▶ Aim of the exercise: Can you retype the listing below line for line, keeping every character unchanged?
• • •
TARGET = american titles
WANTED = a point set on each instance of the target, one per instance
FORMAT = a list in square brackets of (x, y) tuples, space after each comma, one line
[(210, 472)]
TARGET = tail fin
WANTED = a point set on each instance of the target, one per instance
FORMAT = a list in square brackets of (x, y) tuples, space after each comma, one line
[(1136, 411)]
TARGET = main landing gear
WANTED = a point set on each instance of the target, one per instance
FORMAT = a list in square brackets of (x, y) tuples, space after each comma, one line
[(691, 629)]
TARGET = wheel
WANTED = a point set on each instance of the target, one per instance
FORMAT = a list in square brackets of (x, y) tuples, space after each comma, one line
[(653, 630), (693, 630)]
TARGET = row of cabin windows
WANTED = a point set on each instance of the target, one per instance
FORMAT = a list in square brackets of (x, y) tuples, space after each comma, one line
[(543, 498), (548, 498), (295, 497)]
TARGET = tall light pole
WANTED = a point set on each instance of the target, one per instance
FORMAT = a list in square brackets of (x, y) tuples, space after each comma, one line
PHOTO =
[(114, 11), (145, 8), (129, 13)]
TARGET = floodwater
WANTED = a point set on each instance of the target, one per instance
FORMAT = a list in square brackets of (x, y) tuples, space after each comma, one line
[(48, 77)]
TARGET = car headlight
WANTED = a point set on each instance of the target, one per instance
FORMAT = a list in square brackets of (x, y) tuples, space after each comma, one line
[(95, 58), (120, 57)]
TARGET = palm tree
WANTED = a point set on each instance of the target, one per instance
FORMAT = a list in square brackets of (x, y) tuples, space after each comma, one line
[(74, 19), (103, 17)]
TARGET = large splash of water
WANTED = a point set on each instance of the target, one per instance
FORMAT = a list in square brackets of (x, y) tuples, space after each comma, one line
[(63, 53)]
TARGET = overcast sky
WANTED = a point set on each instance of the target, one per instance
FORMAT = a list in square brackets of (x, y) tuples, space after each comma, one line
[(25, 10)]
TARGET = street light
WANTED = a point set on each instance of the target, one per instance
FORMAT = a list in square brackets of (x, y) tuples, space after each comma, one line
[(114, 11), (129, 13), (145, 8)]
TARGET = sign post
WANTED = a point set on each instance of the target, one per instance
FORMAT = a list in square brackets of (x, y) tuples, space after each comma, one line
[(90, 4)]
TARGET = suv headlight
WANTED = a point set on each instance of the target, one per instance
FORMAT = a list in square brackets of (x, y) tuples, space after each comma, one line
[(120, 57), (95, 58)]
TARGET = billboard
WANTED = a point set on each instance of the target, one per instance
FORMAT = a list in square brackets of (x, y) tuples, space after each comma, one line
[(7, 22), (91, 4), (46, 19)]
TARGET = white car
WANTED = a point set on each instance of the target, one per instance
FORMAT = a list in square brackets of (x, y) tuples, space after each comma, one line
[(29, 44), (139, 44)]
• • •
▶ Complete output:
TARGET = american titles
WANTED = a point set on each instance of the target, one per instance
FORMAT = a list in square brackets of (x, y) tuples, space after each comma, one line
[(210, 472)]
TARGET = tail fin
WANTED = a point set on each instance of the target, one per instance
FORMAT = a list in square brackets of (x, y) tuples, space after each comma, one line
[(1136, 411)]
TARGET = main landing gear
WANTED = a point set on each instance of the target, one per instance
FORMAT = a list in square brackets of (x, y) tuples, space after each comma, one line
[(691, 629)]
TARGET = wheel
WANTED = a point set on each instance of the target, one per instance
FORMAT = a list in square brackets of (x, y) tuples, space after each comma, one line
[(653, 630), (693, 630)]
TARGET = row of cabin windows
WANTED = a point set on each instance of the target, one per instance
FORMAT = a list in square brackets of (x, y) tuples, space after each comma, one line
[(543, 498), (548, 498), (295, 497)]
TARGET = tall light pole
WANTED = a point set on each instance of the target, one per instance
FORMAT = a list in square brackets of (x, y) tuples, space after each comma, one line
PHOTO =
[(114, 11), (145, 8), (129, 13)]
TARGET = floodwater
WANTED = a point set on each instance of the target, one per instance
FORMAT = a list in square brackets of (x, y) tuples, space after each comma, one line
[(48, 77)]
TARGET = car headlight
WANTED = a point set on each instance of the target, one per instance
FORMAT = a list in square brackets of (x, y) tuples, space after each comma, one line
[(95, 58), (120, 57)]
TARGET = palm tree
WANTED = a point set on each instance of the target, one per instance
FORMAT = a list in square brackets of (x, y) tuples, space after each comma, one line
[(74, 19), (103, 17)]
TARGET = large splash of water
WANTED = a point set on each instance of the target, one per instance
FORMAT = a list in square brackets of (x, y) tuples, space after each comma, one line
[(63, 53)]
TARGET = overcast sky
WANTED = a point set on each instance of the target, one per instance
FORMAT = a list in square brackets of (x, y) tuples, space after each comma, one line
[(25, 10)]
TARGET = street light
WANTED = a point set on each instance of the target, one per instance
FORMAT = a list in square brackets of (x, y) tuples, space after each comma, one line
[(114, 11), (129, 13), (145, 8)]
TARGET = sign post
WANTED = a point set on each instance of the target, one per instance
FORMAT = a list in square brackets of (x, y) tuples, space after each comma, one line
[(90, 4)]
TARGET = suv headlight
WANTED = a point set on each instance of the target, one per instance
FORMAT = a list in square brackets of (x, y) tuples, space after each comma, one line
[(120, 57), (95, 58)]
TARGET = billboard
WANTED = a point set on each instance of the target, one per instance
FORMAT = a list in square brackets of (x, y) tuples, space after each comma, one line
[(7, 22), (91, 4), (46, 19)]
TARGET = white car
WANTED = a point set on each instance of the target, one per instance
FORMAT = a list in square brackets of (x, y) tuples, space after each comma, one line
[(29, 44), (139, 44)]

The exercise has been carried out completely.